> _TASK PROMPT_: Look through the material beneath and copy each line with the word "striped".

> _INPUT RECORDS_:
=-=-=-=-=

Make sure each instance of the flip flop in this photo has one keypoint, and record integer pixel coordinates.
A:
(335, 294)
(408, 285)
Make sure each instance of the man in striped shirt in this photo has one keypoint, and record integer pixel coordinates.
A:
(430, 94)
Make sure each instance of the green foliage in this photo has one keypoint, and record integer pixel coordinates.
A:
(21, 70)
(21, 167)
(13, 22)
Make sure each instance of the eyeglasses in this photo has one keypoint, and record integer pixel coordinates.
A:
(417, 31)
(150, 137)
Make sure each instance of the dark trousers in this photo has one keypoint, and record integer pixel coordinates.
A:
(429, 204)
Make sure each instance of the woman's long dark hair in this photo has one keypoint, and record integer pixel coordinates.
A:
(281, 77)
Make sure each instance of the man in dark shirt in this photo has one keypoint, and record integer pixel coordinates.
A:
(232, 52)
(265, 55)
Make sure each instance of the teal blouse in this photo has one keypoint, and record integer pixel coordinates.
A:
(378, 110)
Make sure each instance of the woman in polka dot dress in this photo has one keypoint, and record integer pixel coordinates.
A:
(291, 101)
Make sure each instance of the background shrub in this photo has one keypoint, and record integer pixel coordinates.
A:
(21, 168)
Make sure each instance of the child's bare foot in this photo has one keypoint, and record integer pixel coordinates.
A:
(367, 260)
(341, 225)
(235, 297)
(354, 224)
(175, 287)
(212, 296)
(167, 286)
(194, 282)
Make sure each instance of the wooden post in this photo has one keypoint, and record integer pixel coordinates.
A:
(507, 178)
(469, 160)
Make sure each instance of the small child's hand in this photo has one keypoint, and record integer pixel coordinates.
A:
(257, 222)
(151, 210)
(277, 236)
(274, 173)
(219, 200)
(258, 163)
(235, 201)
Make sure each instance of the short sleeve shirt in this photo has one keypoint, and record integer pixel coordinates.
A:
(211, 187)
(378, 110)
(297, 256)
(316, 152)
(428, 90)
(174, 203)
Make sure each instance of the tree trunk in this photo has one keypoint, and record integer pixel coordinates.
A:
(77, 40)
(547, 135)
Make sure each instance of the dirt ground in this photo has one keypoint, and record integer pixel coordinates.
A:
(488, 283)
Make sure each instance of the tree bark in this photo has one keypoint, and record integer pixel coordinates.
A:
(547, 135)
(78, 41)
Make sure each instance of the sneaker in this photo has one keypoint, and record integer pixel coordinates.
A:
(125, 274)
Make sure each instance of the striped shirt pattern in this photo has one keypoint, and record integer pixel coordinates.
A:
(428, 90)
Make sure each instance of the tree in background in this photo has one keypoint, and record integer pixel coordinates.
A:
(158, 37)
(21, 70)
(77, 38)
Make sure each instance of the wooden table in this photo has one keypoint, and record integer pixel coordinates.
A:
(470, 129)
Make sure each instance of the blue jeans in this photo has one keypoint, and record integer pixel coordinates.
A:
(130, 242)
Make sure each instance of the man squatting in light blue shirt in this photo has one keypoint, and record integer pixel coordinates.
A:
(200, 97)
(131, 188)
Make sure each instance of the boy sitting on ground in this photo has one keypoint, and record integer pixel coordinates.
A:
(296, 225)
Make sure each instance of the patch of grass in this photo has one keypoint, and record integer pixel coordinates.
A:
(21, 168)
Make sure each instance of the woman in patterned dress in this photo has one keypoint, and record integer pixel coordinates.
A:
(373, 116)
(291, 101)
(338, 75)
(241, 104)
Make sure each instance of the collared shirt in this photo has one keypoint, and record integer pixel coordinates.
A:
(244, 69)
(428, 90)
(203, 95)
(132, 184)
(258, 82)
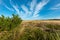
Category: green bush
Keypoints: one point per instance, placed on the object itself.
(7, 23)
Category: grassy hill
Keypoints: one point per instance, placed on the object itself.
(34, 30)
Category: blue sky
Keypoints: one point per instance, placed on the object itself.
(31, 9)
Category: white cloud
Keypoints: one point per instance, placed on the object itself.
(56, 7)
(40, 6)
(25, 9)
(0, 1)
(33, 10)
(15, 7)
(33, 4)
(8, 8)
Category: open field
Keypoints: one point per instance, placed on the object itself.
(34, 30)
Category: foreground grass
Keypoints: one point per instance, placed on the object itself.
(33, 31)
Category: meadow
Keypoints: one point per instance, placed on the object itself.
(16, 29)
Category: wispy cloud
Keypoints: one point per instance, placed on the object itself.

=-=-=-=-=

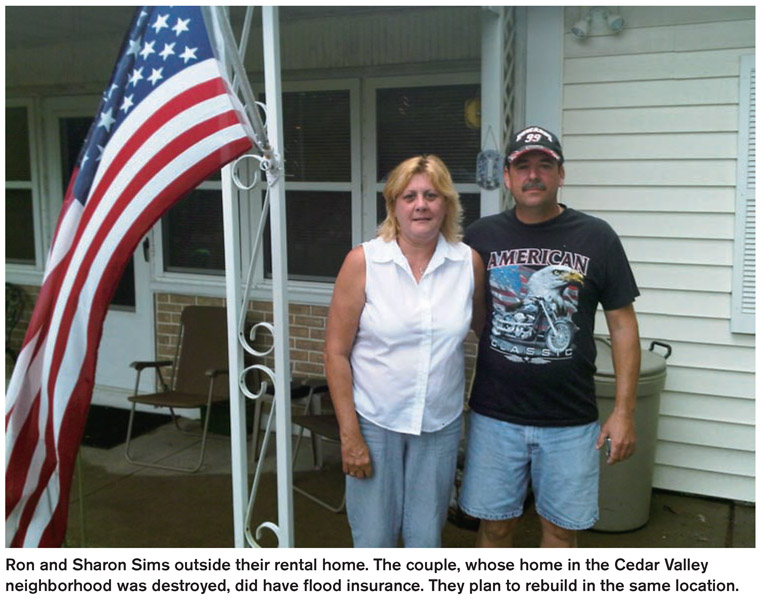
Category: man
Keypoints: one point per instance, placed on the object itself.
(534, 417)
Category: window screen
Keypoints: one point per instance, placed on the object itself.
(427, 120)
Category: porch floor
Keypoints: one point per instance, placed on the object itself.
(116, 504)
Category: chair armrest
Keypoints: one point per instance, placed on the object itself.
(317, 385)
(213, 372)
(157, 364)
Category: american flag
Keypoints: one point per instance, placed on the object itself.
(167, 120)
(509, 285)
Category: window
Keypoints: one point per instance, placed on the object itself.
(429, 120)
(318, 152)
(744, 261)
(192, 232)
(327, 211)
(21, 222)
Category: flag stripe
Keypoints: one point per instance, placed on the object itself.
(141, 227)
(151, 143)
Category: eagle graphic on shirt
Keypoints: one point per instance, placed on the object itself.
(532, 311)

=-=-=-=-=

> _SOLVED EXERCISE_:
Make sure each instance of the man in striped shirt in this photo has one keypoint, and record integer pixel coordinates.
Make sure each instance of the striped shirt pattern in this photo has one keypoint, and record integer pixel coordinates.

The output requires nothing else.